Instructions for the task:
Output the line with "If you could mark the overcast" and every following line to the end of the material, exactly as they appear.

Available data:
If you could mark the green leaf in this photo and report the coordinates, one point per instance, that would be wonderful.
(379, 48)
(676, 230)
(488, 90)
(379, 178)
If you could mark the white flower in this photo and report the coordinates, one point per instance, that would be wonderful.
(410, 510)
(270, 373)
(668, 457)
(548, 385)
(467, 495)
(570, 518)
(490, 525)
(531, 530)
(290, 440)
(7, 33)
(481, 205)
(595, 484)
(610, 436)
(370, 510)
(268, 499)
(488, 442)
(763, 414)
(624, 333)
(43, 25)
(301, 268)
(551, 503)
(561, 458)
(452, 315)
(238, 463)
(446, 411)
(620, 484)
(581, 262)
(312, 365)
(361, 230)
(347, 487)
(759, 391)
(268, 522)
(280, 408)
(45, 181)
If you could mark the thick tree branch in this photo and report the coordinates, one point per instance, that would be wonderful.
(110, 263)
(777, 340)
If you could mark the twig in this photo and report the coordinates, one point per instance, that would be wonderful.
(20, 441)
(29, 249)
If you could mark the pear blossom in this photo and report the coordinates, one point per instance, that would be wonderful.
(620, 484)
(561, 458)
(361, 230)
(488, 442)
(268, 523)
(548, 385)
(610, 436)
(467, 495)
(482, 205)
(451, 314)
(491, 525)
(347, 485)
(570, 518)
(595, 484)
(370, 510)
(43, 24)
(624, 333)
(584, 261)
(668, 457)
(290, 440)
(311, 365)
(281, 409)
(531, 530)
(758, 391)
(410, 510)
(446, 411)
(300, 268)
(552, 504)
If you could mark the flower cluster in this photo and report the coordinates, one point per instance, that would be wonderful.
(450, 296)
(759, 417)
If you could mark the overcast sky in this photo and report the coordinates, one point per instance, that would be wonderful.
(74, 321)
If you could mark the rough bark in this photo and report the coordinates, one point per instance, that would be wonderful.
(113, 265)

Reply to the exercise:
If you could mark the overcast sky in this photo and report the coordinates, one point per instance, that would be wonderful.
(74, 321)
If you could mark the rough bark in this photo and report the coordinates, one point per instance, that would be wonderful.
(113, 265)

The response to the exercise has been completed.